- [Activity]: Write out the lines of the listing below, starting at the line that contains "In each <instance>" and ending at the line that contains "positive clicks: (90, 116) (146, 16)", with both of those lines included.

[Saved data entries]
---+---

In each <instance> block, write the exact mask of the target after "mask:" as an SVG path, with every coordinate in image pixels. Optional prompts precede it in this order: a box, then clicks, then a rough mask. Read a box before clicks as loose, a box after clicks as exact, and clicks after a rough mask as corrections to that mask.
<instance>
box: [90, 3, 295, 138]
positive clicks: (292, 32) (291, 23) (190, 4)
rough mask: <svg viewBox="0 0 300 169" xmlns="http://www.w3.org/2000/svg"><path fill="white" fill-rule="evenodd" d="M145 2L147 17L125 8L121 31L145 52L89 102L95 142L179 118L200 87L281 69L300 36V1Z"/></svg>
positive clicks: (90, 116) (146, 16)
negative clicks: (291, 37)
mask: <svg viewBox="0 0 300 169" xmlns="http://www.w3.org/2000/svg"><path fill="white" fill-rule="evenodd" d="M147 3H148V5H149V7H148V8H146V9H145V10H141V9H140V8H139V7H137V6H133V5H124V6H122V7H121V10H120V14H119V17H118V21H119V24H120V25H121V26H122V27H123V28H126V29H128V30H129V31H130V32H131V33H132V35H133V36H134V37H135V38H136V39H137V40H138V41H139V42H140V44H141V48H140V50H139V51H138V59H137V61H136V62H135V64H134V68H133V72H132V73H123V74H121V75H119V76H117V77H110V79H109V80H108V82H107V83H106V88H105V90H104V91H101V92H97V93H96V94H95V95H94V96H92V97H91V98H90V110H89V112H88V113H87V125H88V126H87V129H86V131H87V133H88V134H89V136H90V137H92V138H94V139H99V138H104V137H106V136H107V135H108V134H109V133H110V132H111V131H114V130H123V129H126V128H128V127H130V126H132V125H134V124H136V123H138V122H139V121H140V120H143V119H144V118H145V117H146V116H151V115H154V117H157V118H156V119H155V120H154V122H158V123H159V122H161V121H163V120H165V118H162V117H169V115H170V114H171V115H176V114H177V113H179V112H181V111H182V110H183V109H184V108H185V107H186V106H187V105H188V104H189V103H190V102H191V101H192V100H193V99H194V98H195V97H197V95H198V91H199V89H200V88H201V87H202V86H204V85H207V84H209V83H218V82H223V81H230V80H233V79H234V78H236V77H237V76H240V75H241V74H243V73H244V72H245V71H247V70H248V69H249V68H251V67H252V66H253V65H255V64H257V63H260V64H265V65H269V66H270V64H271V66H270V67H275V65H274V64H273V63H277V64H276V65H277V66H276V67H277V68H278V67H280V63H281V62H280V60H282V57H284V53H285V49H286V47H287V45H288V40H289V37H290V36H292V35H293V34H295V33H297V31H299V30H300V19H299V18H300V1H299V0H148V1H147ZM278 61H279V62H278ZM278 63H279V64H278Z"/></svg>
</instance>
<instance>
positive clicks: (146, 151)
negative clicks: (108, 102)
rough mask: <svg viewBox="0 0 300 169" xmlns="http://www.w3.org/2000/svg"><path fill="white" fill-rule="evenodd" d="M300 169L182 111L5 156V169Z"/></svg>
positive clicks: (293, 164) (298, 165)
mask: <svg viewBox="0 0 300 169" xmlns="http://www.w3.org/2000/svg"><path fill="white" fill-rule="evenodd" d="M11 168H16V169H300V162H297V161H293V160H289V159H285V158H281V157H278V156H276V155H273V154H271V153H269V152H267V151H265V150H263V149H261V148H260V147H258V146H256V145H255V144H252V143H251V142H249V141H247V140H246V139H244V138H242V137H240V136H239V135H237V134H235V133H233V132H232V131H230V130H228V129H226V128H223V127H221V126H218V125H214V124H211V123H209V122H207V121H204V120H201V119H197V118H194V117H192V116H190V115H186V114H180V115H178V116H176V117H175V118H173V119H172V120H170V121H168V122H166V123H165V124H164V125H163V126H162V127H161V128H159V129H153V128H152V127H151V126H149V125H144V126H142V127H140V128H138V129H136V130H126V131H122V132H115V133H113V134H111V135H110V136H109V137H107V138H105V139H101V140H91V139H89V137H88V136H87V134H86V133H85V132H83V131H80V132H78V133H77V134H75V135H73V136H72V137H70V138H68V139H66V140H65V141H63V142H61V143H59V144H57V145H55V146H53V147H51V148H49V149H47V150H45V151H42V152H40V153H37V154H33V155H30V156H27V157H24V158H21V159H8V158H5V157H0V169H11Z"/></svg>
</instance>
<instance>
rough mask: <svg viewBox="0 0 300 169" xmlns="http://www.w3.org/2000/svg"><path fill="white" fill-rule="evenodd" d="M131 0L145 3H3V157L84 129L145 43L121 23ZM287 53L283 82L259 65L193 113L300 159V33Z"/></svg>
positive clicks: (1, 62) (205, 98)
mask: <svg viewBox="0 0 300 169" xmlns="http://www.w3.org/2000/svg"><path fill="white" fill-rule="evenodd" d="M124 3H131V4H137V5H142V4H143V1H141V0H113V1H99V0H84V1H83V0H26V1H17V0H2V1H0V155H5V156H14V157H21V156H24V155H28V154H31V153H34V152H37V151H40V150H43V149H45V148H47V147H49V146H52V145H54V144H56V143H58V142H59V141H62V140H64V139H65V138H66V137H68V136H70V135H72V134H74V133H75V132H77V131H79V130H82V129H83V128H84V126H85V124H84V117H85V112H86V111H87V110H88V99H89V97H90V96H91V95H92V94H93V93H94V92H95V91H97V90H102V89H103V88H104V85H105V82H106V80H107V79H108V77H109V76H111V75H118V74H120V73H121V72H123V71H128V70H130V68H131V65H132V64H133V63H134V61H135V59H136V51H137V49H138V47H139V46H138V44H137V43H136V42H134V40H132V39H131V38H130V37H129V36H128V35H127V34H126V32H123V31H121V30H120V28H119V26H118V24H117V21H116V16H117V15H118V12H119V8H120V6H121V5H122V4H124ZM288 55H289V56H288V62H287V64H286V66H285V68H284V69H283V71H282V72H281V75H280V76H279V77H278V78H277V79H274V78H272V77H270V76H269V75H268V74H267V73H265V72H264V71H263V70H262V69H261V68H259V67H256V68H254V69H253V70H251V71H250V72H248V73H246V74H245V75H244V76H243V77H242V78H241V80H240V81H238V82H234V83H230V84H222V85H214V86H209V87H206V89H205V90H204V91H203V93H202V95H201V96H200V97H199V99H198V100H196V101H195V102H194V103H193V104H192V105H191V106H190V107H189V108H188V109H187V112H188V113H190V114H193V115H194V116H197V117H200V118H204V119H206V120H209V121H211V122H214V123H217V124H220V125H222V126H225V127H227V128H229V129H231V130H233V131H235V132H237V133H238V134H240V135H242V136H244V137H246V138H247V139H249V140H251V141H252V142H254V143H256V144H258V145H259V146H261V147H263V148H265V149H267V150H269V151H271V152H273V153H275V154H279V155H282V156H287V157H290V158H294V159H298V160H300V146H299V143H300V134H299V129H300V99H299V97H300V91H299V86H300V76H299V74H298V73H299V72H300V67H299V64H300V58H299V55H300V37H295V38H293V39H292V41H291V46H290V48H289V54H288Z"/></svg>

---+---

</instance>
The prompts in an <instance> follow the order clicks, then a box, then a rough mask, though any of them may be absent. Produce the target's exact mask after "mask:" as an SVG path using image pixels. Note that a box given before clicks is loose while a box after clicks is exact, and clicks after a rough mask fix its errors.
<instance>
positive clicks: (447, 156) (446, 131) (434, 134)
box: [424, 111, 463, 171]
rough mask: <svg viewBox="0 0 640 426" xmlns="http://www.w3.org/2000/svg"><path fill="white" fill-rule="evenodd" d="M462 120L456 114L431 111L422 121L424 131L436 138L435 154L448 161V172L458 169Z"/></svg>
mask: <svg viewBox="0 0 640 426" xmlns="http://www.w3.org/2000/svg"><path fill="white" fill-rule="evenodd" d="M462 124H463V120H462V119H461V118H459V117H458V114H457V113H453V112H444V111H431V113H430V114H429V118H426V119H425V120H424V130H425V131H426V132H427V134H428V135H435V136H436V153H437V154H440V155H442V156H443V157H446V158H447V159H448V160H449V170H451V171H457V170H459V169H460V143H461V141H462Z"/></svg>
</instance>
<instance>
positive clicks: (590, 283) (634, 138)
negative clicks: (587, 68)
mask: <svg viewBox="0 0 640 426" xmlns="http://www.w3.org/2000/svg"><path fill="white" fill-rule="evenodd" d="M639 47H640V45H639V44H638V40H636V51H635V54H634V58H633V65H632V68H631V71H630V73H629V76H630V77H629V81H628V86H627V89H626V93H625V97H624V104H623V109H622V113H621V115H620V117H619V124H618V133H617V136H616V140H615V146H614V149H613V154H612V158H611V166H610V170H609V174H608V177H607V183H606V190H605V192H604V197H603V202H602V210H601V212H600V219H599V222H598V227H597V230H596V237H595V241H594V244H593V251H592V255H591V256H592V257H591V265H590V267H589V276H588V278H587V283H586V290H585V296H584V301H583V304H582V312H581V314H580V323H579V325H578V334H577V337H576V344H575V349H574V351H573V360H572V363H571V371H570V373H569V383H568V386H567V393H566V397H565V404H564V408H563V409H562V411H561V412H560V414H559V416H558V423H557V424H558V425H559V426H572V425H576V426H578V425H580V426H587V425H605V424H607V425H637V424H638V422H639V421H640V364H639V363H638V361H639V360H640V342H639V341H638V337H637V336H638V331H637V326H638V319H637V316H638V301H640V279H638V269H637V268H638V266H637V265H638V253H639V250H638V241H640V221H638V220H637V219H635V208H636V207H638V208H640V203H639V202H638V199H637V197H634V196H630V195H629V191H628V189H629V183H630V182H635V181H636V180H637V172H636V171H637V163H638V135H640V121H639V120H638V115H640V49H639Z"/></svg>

---+---

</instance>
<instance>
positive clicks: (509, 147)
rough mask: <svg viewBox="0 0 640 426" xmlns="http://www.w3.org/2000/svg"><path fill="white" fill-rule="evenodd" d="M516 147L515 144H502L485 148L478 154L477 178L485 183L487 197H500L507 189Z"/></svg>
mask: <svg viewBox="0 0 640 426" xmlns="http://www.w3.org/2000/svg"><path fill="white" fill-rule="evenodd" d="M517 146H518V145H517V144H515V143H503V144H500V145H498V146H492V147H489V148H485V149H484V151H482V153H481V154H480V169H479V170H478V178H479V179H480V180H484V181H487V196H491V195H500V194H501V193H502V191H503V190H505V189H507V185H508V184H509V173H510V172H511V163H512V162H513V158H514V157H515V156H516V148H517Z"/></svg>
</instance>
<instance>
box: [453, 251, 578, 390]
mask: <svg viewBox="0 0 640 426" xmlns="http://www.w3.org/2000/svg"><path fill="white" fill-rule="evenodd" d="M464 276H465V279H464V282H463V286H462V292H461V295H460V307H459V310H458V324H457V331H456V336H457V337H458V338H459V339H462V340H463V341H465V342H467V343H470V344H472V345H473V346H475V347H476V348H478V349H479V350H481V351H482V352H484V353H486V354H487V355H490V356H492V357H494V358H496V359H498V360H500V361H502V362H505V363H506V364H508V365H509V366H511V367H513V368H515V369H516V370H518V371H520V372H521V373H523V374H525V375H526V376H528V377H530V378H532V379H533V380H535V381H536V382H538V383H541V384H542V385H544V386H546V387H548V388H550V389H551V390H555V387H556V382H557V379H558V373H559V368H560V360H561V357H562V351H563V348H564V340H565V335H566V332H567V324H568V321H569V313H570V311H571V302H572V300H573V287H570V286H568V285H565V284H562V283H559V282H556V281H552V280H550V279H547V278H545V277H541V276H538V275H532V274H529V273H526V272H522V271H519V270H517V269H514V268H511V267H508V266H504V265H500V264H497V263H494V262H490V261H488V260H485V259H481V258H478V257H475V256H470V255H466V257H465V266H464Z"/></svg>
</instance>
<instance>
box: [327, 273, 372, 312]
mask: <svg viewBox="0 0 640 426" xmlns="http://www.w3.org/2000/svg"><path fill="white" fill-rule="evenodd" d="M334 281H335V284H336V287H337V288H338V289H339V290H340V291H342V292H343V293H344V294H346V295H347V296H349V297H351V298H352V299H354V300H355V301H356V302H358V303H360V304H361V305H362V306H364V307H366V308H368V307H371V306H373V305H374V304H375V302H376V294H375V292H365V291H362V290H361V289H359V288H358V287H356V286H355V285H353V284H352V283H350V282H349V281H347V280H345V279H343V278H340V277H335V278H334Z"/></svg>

---+---

- [Written solution]:
In each <instance> block, write the exact mask of the target after "mask:" as an SVG path, with every coordinate in image pixels. Optional prompts precede it in this order: a box, then clicks, then a rough mask. Read a box before clicks as loose, a box after clicks as exact, and clicks after a rough mask as corrections to that mask.
<instance>
box: [90, 3, 295, 138]
positive clicks: (292, 32) (291, 23) (190, 4)
rough mask: <svg viewBox="0 0 300 169" xmlns="http://www.w3.org/2000/svg"><path fill="white" fill-rule="evenodd" d="M145 2L147 17L125 8L121 31L145 52L89 102L95 142L179 118L200 87L281 69L300 36V1Z"/></svg>
positive clicks: (90, 116) (146, 16)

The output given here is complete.